• [Exercise description]: Copy out, word for word, everything from the line containing "search: hi-hat" down to the line containing "[397,25,423,82]", including both of those lines and nothing else.

• [Input rows]:

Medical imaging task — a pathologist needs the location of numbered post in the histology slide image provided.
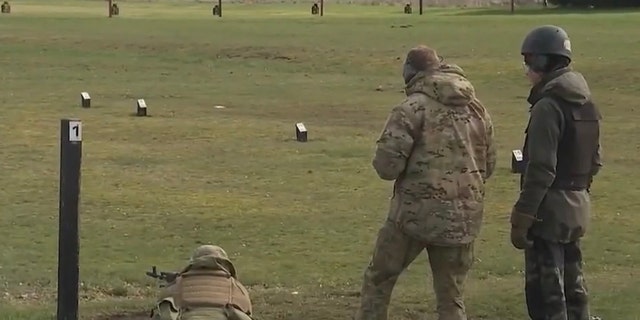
[511,150,525,173]
[80,92,91,108]
[136,99,147,117]
[296,122,307,142]
[57,119,82,320]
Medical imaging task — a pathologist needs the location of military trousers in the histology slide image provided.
[525,235,590,320]
[355,221,474,320]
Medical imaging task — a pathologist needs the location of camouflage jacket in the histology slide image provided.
[373,65,496,245]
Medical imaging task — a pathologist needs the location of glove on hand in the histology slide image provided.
[511,208,538,250]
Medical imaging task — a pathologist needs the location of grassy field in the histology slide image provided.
[0,0,640,320]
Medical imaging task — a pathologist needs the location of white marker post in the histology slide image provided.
[136,99,147,117]
[80,92,91,108]
[296,122,307,142]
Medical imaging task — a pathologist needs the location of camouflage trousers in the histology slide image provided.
[525,236,590,320]
[355,221,473,320]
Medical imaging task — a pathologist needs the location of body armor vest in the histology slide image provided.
[176,269,251,314]
[521,95,602,191]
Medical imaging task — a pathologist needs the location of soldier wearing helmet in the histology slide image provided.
[511,25,602,320]
[152,245,252,320]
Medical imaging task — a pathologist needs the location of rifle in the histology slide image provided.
[145,266,180,284]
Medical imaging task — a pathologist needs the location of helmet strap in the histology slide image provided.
[524,54,549,73]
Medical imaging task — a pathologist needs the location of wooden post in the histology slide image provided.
[56,119,82,320]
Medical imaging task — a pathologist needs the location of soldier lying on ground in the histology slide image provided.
[151,245,252,320]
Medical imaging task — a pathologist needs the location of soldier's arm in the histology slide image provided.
[485,112,498,179]
[372,103,415,180]
[515,99,562,215]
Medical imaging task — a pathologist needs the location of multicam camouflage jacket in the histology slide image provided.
[373,64,496,245]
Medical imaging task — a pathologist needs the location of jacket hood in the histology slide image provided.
[527,68,591,105]
[405,64,475,107]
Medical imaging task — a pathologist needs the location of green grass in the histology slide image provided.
[0,0,640,320]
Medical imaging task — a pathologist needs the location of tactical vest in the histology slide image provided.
[520,95,602,191]
[176,269,251,315]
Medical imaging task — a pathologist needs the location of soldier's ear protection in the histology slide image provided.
[524,54,549,73]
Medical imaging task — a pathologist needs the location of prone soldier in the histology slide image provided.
[147,245,253,320]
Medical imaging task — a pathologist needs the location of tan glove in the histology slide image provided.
[511,208,539,250]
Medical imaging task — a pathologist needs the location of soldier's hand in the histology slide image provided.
[511,208,538,250]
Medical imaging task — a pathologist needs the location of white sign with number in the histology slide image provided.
[69,121,82,142]
[513,150,522,161]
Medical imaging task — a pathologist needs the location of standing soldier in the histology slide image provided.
[152,245,252,320]
[511,26,602,320]
[356,46,496,320]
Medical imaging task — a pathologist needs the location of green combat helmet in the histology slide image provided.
[520,25,571,72]
[189,244,237,278]
[520,25,571,59]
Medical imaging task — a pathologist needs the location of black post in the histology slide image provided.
[57,119,82,320]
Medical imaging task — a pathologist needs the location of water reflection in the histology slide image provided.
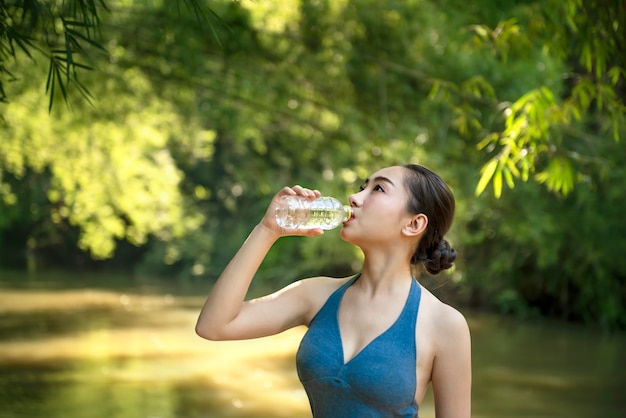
[0,277,626,418]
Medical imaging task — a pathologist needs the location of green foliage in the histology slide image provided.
[0,0,219,110]
[0,0,626,327]
[454,0,626,197]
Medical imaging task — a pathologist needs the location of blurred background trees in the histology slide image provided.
[0,0,626,328]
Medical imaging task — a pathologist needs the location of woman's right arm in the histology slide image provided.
[196,186,323,340]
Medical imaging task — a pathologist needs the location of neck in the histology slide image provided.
[358,254,413,294]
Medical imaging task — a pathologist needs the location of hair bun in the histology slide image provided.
[424,239,456,274]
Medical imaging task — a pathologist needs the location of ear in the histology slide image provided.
[402,213,428,237]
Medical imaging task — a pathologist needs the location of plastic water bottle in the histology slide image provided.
[276,196,352,230]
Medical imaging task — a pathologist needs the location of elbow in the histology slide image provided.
[196,321,227,341]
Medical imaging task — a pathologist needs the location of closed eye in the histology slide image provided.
[359,183,385,192]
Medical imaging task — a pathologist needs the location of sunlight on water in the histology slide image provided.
[0,284,310,417]
[0,278,626,418]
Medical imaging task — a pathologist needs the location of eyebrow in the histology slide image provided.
[365,176,396,187]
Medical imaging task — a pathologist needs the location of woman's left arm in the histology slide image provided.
[432,306,472,418]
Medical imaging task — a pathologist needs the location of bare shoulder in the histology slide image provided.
[420,288,469,345]
[290,276,352,325]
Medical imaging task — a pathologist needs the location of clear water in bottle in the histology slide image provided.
[276,196,352,230]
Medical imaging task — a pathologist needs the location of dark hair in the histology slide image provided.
[402,164,456,274]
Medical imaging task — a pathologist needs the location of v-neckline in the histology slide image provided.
[335,275,417,367]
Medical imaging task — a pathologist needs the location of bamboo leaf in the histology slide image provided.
[474,158,498,196]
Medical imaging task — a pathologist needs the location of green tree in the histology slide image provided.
[432,0,626,197]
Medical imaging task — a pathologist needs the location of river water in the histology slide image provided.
[0,272,626,418]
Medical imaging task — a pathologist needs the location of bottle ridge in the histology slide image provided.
[276,196,352,230]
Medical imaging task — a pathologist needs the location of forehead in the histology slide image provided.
[368,166,406,186]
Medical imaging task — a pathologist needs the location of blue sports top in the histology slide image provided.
[296,275,421,418]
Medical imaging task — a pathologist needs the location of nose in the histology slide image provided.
[348,193,362,208]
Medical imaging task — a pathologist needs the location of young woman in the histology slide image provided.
[196,165,471,418]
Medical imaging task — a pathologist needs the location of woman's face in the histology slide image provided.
[341,166,413,246]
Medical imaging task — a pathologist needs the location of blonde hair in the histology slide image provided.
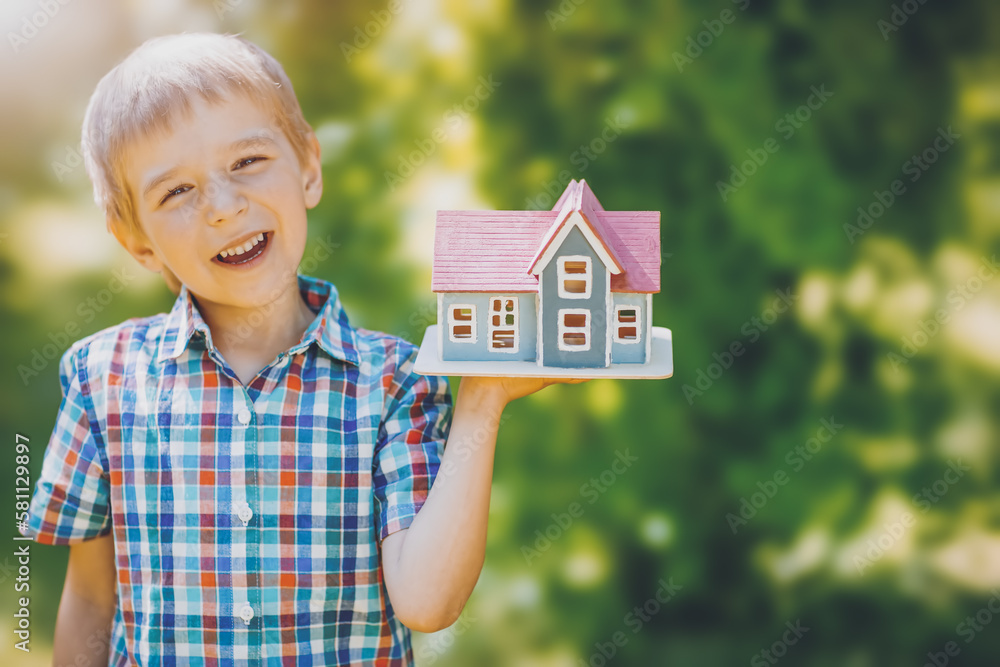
[82,33,313,240]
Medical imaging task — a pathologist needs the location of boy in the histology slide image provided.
[19,34,576,665]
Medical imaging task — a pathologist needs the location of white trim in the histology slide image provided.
[556,255,594,299]
[646,293,653,364]
[604,271,614,368]
[556,308,594,352]
[611,304,645,345]
[531,211,621,276]
[535,278,545,366]
[486,295,521,354]
[448,303,476,343]
[438,292,444,361]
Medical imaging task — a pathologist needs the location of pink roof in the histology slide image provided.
[431,180,660,292]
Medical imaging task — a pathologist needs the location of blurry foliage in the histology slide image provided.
[0,0,1000,667]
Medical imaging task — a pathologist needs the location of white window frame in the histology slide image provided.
[556,255,594,299]
[556,308,593,352]
[611,305,642,345]
[448,303,476,343]
[486,295,521,354]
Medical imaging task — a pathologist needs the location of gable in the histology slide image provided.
[528,211,623,276]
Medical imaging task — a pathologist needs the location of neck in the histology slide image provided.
[192,281,316,360]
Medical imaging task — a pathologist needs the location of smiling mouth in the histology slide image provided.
[215,232,271,265]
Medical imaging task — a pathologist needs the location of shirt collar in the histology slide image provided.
[156,274,360,365]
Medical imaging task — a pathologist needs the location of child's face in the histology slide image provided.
[119,95,322,308]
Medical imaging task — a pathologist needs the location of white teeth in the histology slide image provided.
[219,232,264,259]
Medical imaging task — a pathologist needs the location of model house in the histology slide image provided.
[431,180,660,368]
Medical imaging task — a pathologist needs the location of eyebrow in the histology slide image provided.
[142,135,277,197]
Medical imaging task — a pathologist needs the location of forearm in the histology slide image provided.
[52,586,115,667]
[382,379,506,631]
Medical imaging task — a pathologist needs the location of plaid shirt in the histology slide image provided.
[24,275,452,666]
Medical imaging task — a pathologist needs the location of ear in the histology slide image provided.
[302,133,323,208]
[108,217,172,275]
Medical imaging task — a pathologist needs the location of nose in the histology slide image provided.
[200,176,247,225]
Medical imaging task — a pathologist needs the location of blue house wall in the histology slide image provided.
[611,292,649,364]
[438,292,538,361]
[539,227,608,368]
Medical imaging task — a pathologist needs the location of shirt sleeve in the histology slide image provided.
[20,346,111,544]
[372,341,452,541]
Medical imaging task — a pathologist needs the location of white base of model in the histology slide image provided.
[413,324,674,380]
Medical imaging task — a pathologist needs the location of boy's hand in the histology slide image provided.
[460,376,587,408]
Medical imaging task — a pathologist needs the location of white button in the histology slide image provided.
[236,503,253,526]
[240,602,253,625]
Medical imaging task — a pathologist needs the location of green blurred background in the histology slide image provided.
[0,0,1000,667]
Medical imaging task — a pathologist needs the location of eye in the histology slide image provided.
[233,155,267,169]
[160,185,191,204]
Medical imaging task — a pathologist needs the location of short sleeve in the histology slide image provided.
[372,344,452,541]
[20,346,111,544]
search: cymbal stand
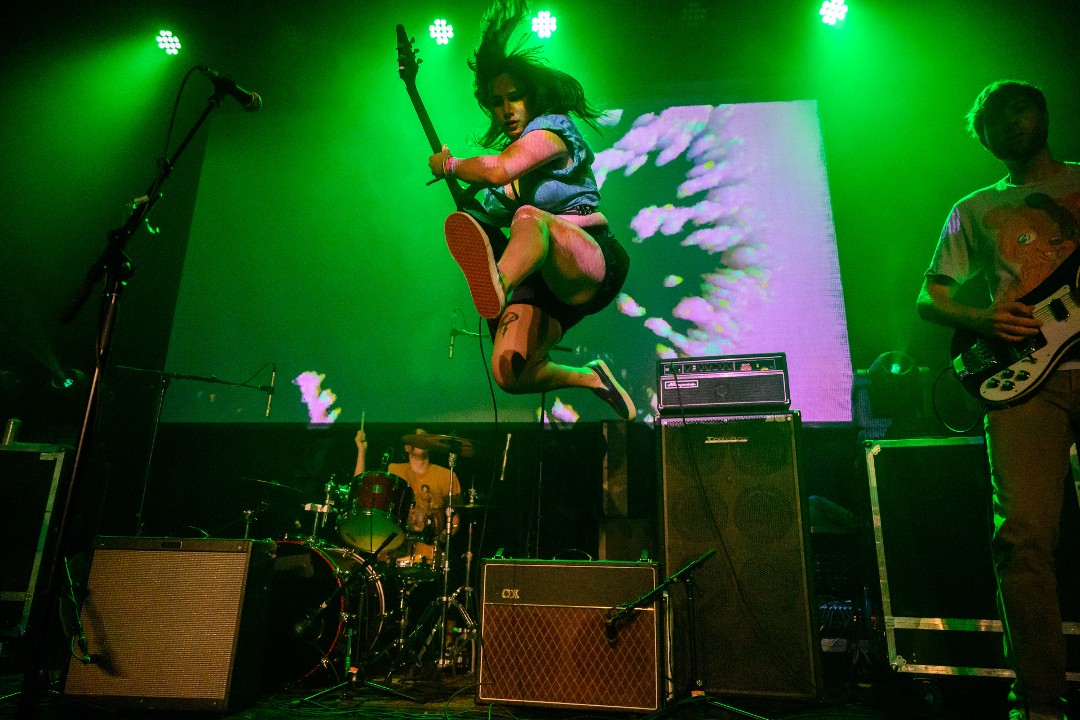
[435,450,458,667]
[303,477,336,539]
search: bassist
[917,81,1080,720]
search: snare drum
[337,472,413,553]
[264,540,387,688]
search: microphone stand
[18,90,232,718]
[617,548,769,720]
[117,365,273,538]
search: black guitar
[951,249,1080,407]
[397,25,507,237]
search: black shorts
[487,225,630,338]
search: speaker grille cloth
[482,604,657,709]
[66,549,248,698]
[662,415,816,697]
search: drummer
[353,427,461,565]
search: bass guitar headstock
[397,25,423,84]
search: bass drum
[262,540,387,689]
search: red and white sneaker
[443,213,507,320]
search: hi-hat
[402,433,475,458]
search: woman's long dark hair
[469,0,604,148]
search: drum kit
[265,434,487,697]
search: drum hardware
[264,538,387,690]
[300,475,338,538]
[291,533,421,706]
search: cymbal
[402,433,475,458]
[239,475,301,492]
[454,503,495,510]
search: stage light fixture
[532,10,556,38]
[158,30,180,55]
[428,18,454,45]
[49,367,86,390]
[818,0,848,25]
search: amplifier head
[657,353,792,415]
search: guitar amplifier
[476,559,666,714]
[657,353,792,415]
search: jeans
[985,370,1080,714]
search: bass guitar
[397,25,498,234]
[951,249,1080,407]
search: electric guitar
[951,249,1080,407]
[397,25,507,236]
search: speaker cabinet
[476,560,661,712]
[661,412,821,699]
[64,538,274,712]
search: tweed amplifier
[657,353,792,416]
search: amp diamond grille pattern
[481,604,658,710]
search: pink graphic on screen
[594,100,851,421]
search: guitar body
[951,249,1080,407]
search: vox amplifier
[476,560,666,715]
[657,353,792,416]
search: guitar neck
[405,82,467,209]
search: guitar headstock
[397,25,423,82]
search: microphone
[266,365,278,418]
[195,65,262,112]
[499,433,510,483]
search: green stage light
[532,10,555,38]
[158,30,180,55]
[428,19,454,45]
[818,0,848,25]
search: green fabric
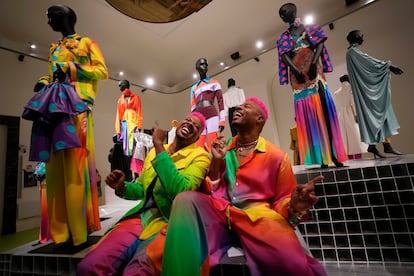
[122,144,210,225]
[346,45,400,144]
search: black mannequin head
[196,58,208,79]
[339,74,349,82]
[279,3,297,23]
[227,78,236,87]
[118,80,129,92]
[346,30,364,45]
[47,5,76,36]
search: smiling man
[77,112,210,275]
[162,97,326,276]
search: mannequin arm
[308,43,323,80]
[282,54,305,83]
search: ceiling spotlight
[230,52,240,60]
[305,15,313,25]
[27,42,36,49]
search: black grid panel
[296,163,414,264]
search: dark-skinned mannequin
[346,30,403,158]
[190,58,226,150]
[34,5,108,247]
[115,80,144,180]
[277,3,347,168]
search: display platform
[0,155,414,276]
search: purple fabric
[22,82,88,162]
[276,24,333,85]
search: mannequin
[34,5,108,247]
[333,75,367,159]
[277,3,347,168]
[346,30,403,158]
[190,58,225,151]
[223,78,246,137]
[115,80,144,175]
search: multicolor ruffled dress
[25,34,108,246]
[277,25,347,165]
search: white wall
[0,0,414,211]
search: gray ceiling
[0,0,374,93]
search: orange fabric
[115,88,143,134]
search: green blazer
[122,144,210,222]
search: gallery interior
[0,0,414,276]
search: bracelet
[288,202,308,227]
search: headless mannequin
[196,58,224,132]
[191,58,225,150]
[30,5,108,248]
[118,80,129,103]
[223,78,246,137]
[334,74,367,159]
[279,3,343,168]
[346,30,403,158]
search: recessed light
[27,42,36,49]
[146,78,154,86]
[305,15,313,25]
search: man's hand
[290,175,323,212]
[211,135,227,159]
[152,127,168,146]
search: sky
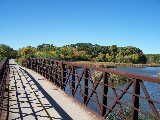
[0,0,160,54]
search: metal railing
[0,58,9,118]
[23,59,160,120]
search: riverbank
[74,61,160,68]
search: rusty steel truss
[23,59,160,120]
[0,58,9,119]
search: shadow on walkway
[20,67,73,120]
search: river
[65,67,160,118]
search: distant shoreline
[74,61,160,68]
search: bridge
[0,59,160,120]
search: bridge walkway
[3,60,100,120]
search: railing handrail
[0,58,8,70]
[27,58,160,83]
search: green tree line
[0,43,160,64]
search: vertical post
[54,62,58,86]
[61,62,67,91]
[51,61,54,83]
[132,79,140,120]
[102,72,109,116]
[72,66,76,95]
[83,68,89,103]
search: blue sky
[0,0,160,53]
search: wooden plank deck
[1,60,101,120]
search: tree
[0,44,17,58]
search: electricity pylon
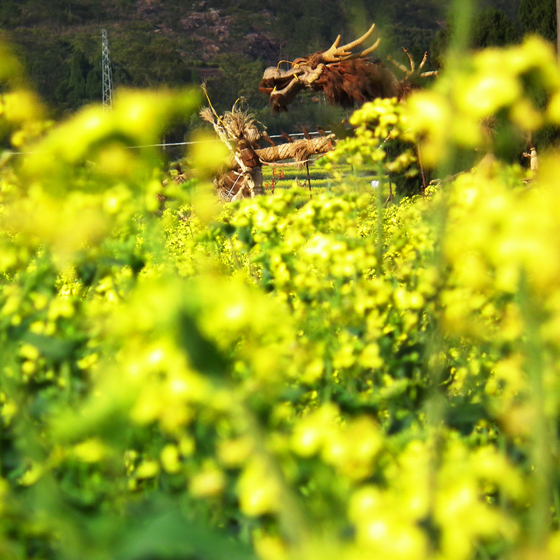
[101,29,113,111]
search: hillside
[0,0,540,135]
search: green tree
[471,8,519,49]
[518,0,556,43]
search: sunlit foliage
[0,30,560,560]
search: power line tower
[101,29,113,111]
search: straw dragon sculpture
[259,24,437,112]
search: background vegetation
[0,2,560,560]
[0,0,556,133]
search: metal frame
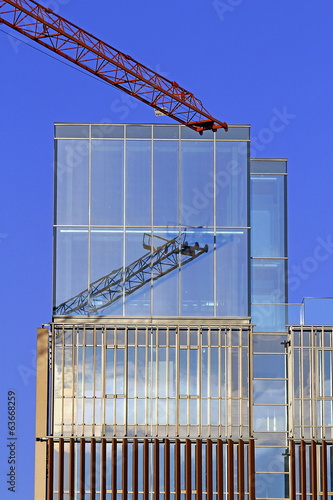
[51,324,252,437]
[0,0,228,133]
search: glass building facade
[36,124,333,500]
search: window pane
[181,229,214,316]
[253,354,286,378]
[253,406,287,431]
[91,141,124,225]
[181,141,214,226]
[55,228,88,306]
[126,141,151,226]
[251,175,285,257]
[216,142,248,227]
[125,228,151,316]
[253,380,286,404]
[153,228,179,316]
[90,228,123,315]
[56,140,89,225]
[154,141,178,226]
[216,229,249,316]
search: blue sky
[0,0,333,500]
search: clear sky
[0,0,333,500]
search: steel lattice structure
[0,0,228,133]
[53,234,208,315]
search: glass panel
[216,229,249,316]
[215,125,250,141]
[91,141,124,225]
[153,228,179,316]
[251,259,286,303]
[253,354,286,378]
[253,406,287,432]
[216,142,248,227]
[105,349,115,394]
[125,228,151,316]
[253,335,287,353]
[251,304,288,332]
[55,228,88,306]
[253,380,287,404]
[90,228,123,315]
[250,162,287,174]
[55,124,89,139]
[251,175,286,257]
[126,125,151,139]
[91,123,124,139]
[153,125,179,139]
[180,141,214,226]
[256,474,288,498]
[154,141,178,226]
[181,229,214,316]
[55,140,89,225]
[126,141,151,226]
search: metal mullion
[197,326,202,435]
[87,124,92,311]
[101,325,107,435]
[213,134,217,317]
[144,327,151,433]
[299,326,304,436]
[154,326,160,428]
[123,327,128,435]
[82,325,87,434]
[165,328,170,435]
[177,134,183,316]
[71,326,77,435]
[150,132,155,316]
[310,330,318,436]
[92,325,96,435]
[317,345,326,438]
[226,330,232,436]
[122,131,127,316]
[61,325,65,435]
[238,328,244,436]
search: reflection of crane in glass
[53,233,208,315]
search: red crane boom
[0,0,228,133]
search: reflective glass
[253,380,287,404]
[91,141,124,225]
[55,228,88,306]
[253,405,287,432]
[153,125,179,139]
[91,123,124,139]
[216,229,249,316]
[154,141,178,226]
[125,228,151,316]
[56,140,89,225]
[216,142,248,227]
[126,125,152,139]
[125,140,152,226]
[90,228,123,315]
[251,175,286,257]
[55,124,89,139]
[253,354,286,378]
[181,229,214,316]
[251,304,288,332]
[251,259,286,303]
[256,474,288,499]
[180,141,214,226]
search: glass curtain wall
[54,124,249,317]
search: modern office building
[35,124,333,500]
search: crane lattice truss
[53,233,208,315]
[0,0,228,133]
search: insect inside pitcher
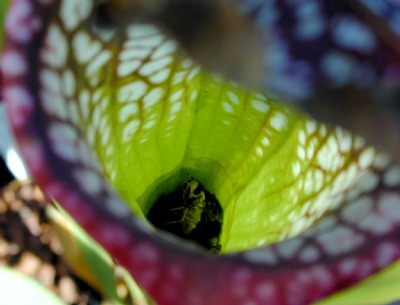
[168,179,207,234]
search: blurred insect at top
[103,0,400,155]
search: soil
[0,182,105,305]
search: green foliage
[48,207,150,305]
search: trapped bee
[168,179,207,234]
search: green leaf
[47,207,149,305]
[0,267,65,305]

• [Full answer]:
search: hi-hat
[402,433,475,458]
search: woman's long dark hair
[469,0,604,148]
search: drum kit
[265,434,487,697]
search: drum hardware
[264,538,387,690]
[300,475,338,538]
[291,533,421,706]
search: cymbal
[402,433,475,458]
[239,475,301,492]
[454,503,495,510]
search: stage light fixture
[532,10,556,38]
[158,30,180,55]
[428,18,454,45]
[49,367,86,390]
[818,0,848,25]
search: amplifier head
[657,353,792,415]
search: guitar amplifier
[476,559,666,714]
[657,353,792,415]
search: jeans
[985,370,1080,714]
search: bass guitar
[397,25,498,234]
[951,249,1080,407]
search: electric guitar
[951,249,1080,407]
[397,25,507,236]
search: speaker cabinet
[476,560,661,712]
[661,412,821,699]
[64,538,274,712]
search: tweed amplifier
[657,353,792,416]
search: amp diamond grille pattern
[481,604,658,710]
search: pink graphic on screen
[594,100,851,421]
search: guitar body
[951,249,1080,407]
search: vox amplifier
[476,560,666,715]
[657,353,792,416]
search: guitar neck
[405,82,467,209]
search: guitar headstock
[397,25,423,82]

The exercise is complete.